Supplied text:
┏━━
Ten Things We Now Know about Undercover Policing in Scotland
Today the Chief Constable Phil Gormley resigned. We don’t know whether it was to do with the publication of the Strategic Review of Undercover Policing in Scotland (read it here), or the catalogue of other complaints against him. Or if it was to do with the announcement that there won’t be a public inquiry into undercover policing in Scotland, in line with the investigation in England. But we do know that spycops were active in Scotland and the Scottish police played no small part. We do know that the officer who oversaw the NPOIU from 2005 to 2007 was the Chief Constable of Scotland: Phil Gormley.
As we absorb the extent of state surveillance and illegal activity on peaceful protest and the deluge of human rights abuses it represents, here’s a snapshot of some of the issues from the Undercover Policing report released today:
1. For the protests at the 2005 G8 summit at Gleneagles, Scottish police authorised deployment 12 officers from the main #spycops units (SDS & NPOIU) plus 6 of their own.
2. Mark Kennedy was deployed to Scotland on at least 17 occasions during his time as a #spycops officer 2004-2010, undertaking multiple activities each time.
┗━━
Given exercise a:
State how many lines of the rows contain the word "facial". Give the number alone.

Supplied data:
┏━━
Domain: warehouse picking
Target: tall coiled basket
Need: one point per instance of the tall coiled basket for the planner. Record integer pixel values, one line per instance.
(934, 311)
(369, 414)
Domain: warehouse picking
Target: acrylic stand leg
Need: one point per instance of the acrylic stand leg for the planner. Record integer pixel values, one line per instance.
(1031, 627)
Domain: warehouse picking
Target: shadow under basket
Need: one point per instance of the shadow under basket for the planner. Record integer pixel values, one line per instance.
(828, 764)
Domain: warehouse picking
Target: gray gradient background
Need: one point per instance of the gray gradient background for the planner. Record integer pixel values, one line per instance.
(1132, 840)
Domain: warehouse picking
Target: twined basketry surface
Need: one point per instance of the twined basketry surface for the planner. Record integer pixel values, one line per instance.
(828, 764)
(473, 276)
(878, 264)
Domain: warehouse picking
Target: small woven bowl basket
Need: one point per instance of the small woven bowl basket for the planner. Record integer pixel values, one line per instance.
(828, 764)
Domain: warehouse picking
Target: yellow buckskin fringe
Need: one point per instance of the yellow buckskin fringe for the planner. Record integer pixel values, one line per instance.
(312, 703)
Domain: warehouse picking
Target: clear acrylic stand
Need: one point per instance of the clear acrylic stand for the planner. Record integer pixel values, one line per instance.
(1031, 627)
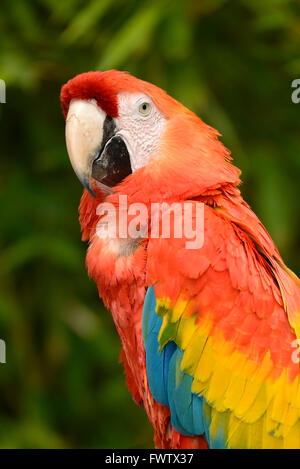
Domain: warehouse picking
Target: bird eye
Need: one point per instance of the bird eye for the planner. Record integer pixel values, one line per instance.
(144, 108)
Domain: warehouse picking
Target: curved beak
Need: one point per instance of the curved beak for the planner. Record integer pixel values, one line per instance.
(94, 149)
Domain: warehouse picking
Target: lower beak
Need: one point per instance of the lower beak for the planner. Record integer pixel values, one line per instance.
(94, 149)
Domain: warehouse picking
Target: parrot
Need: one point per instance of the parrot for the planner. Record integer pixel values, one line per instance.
(209, 334)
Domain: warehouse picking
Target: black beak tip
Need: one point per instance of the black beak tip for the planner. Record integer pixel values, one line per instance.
(86, 182)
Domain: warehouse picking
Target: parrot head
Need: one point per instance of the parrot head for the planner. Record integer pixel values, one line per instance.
(122, 130)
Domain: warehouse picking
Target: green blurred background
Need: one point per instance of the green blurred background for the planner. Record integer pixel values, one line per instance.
(232, 62)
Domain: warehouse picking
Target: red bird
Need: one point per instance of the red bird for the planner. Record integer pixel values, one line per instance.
(209, 325)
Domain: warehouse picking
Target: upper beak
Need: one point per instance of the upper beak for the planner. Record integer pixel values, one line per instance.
(94, 149)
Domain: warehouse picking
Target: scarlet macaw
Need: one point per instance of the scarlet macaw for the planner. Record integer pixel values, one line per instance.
(209, 335)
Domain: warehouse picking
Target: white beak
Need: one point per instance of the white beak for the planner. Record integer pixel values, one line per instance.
(84, 134)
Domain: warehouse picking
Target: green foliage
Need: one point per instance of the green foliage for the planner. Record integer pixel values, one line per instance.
(233, 64)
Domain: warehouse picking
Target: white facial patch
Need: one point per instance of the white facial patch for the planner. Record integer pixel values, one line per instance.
(141, 126)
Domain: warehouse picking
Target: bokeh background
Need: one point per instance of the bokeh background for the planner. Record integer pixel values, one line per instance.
(232, 62)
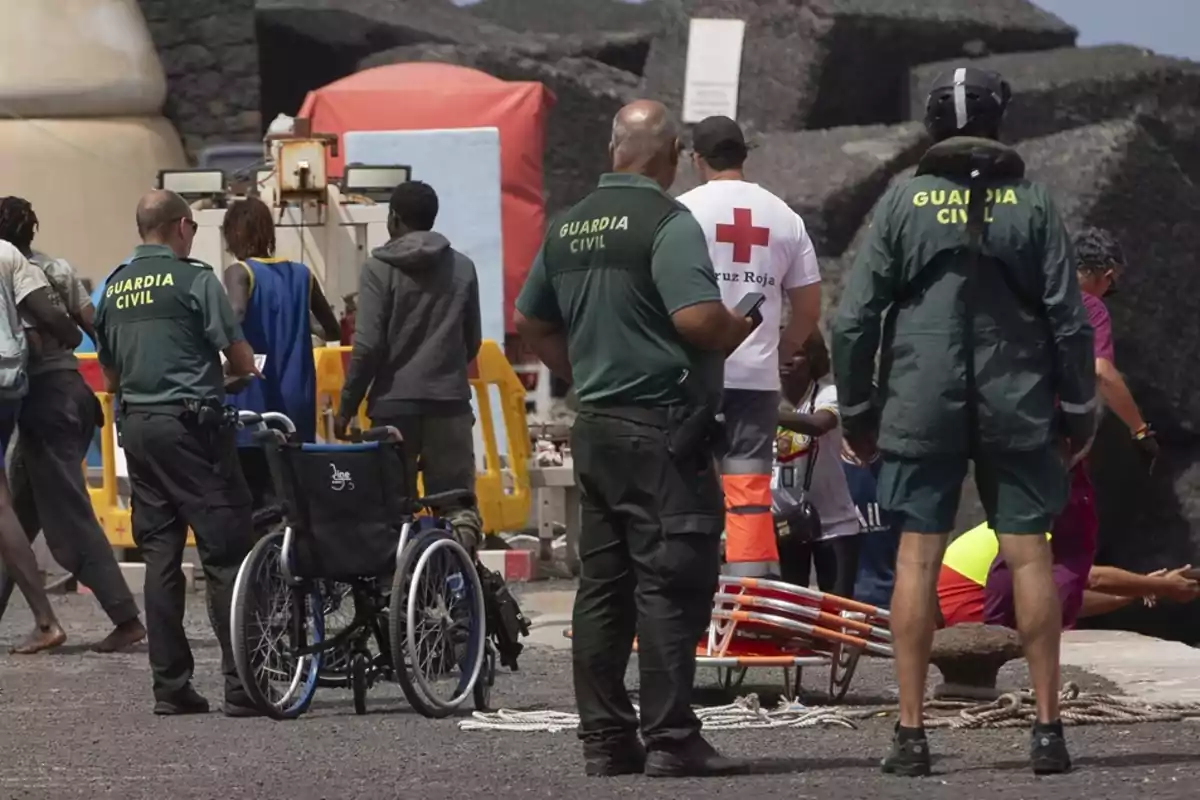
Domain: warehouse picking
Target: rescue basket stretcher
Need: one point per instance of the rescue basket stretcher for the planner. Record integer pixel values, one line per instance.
(769, 624)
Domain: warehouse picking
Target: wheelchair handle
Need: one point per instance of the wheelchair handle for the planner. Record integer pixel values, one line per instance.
(385, 433)
(443, 499)
(267, 420)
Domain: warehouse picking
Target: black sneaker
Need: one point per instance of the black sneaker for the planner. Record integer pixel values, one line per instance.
(696, 758)
(1048, 750)
(910, 753)
(189, 701)
(610, 759)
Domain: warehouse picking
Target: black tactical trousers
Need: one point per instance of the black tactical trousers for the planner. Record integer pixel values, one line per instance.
(184, 475)
(442, 449)
(648, 559)
(57, 423)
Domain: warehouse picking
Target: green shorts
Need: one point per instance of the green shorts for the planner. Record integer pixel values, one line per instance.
(1020, 492)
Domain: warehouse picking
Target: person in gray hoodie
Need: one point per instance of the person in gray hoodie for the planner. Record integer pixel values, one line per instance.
(417, 331)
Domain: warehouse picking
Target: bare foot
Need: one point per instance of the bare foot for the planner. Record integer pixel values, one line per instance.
(41, 638)
(123, 636)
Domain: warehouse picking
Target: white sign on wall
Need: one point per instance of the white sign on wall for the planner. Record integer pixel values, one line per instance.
(714, 68)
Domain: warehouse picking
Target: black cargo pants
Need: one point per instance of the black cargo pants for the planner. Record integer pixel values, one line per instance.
(442, 449)
(57, 425)
(648, 563)
(185, 475)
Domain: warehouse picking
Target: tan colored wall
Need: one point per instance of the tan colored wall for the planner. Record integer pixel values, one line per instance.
(78, 58)
(81, 130)
(84, 179)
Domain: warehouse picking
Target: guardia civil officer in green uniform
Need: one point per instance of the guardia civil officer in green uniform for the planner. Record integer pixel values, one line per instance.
(623, 301)
(985, 356)
(162, 324)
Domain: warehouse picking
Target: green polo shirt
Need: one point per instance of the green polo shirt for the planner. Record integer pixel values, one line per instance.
(611, 271)
(162, 324)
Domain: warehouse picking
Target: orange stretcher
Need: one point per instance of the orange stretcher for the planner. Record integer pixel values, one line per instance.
(759, 623)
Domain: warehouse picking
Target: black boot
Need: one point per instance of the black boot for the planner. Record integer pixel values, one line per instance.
(696, 758)
(1048, 750)
(910, 753)
(623, 756)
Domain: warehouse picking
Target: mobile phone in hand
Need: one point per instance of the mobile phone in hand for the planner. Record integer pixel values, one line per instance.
(750, 306)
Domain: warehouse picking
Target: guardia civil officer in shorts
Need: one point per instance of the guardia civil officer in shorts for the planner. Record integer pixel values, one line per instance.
(623, 301)
(162, 324)
(987, 358)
┗━━
Given exercise b:
List every distinct year mentioned in the undercover policing text, in the order each first appears.

Output a:
2

Output b:
2005, 2007, 2004, 2010